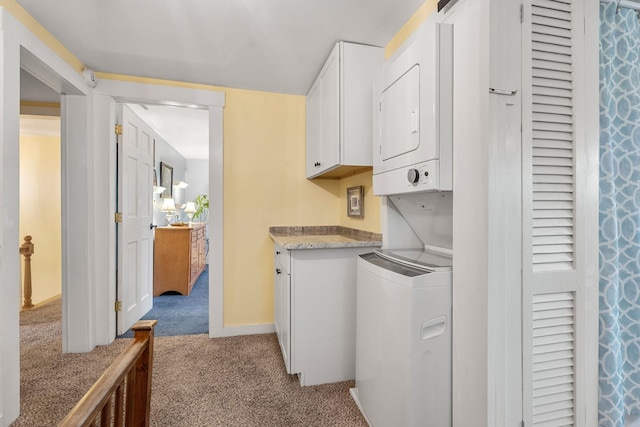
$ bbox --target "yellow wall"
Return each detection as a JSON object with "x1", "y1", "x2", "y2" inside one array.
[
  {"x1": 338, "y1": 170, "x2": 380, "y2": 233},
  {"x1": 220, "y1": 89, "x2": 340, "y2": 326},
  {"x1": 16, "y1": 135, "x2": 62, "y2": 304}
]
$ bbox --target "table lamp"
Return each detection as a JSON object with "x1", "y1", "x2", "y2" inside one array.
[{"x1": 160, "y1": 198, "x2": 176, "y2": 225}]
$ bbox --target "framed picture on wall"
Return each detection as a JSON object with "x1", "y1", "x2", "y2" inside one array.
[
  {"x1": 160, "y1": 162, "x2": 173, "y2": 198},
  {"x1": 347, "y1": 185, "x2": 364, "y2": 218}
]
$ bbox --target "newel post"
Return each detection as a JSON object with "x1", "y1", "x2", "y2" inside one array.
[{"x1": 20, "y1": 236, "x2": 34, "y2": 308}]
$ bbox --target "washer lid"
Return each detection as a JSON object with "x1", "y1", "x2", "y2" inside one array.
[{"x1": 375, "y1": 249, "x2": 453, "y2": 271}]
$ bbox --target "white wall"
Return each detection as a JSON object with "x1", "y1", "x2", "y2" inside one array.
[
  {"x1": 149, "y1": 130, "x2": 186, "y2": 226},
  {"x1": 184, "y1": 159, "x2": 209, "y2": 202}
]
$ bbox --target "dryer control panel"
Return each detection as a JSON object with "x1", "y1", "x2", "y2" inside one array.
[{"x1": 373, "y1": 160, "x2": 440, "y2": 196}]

==

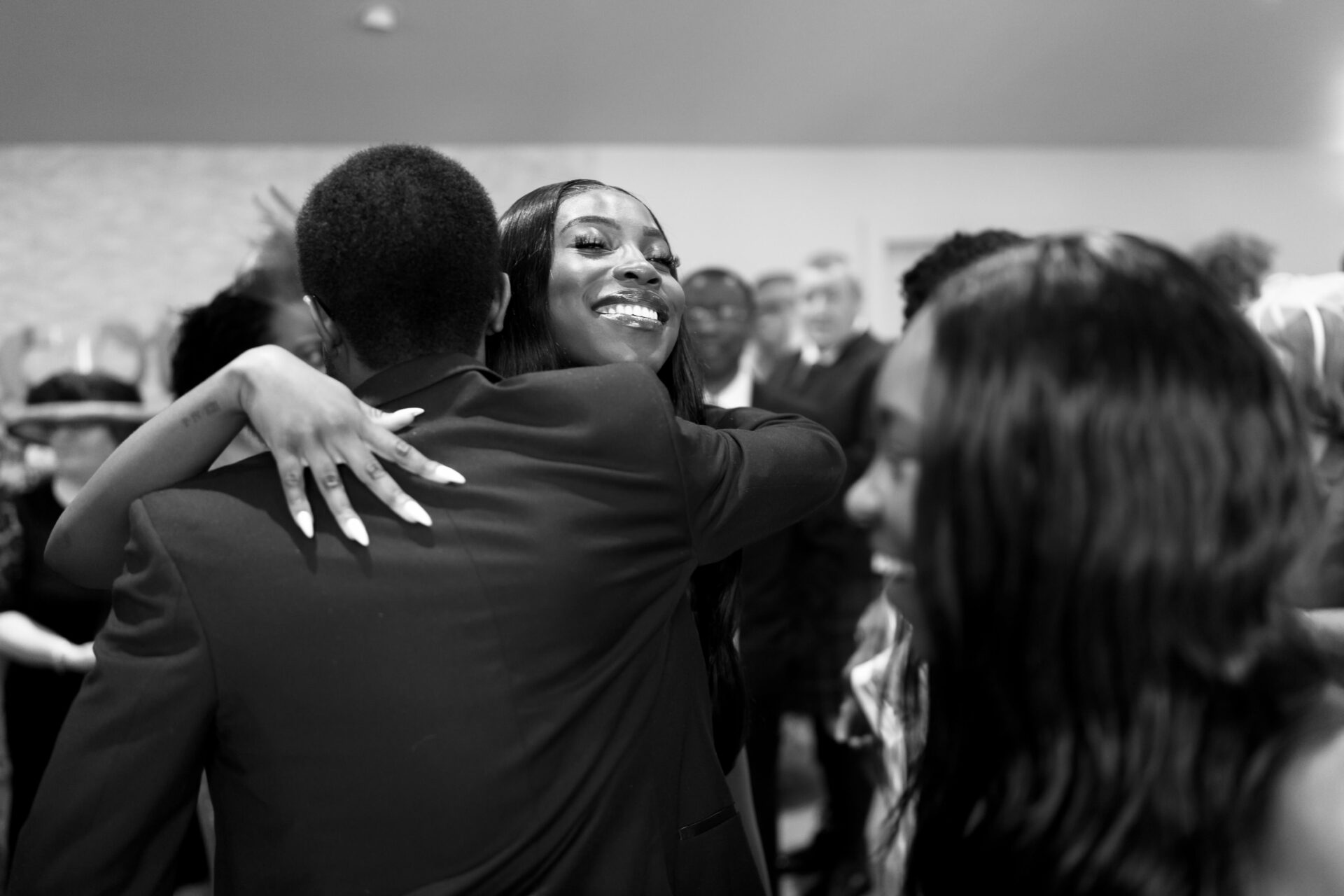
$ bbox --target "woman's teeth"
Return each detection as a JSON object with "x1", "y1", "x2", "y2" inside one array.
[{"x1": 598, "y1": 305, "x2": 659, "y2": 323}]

[Exercise aim]
Please show every line of the items that contains the string "bbox", copying each one in full.

[Response below]
$ bbox --target "yellow wall"
$ bbox --target "table lamp"
$ bbox --target "framed picture on wall"
$ bbox --target "newel post"
$ bbox --target "washer lid"
$ bbox --target "white wall"
$ bbox --target "dryer control panel"
$ bbox --target "woman's teeth"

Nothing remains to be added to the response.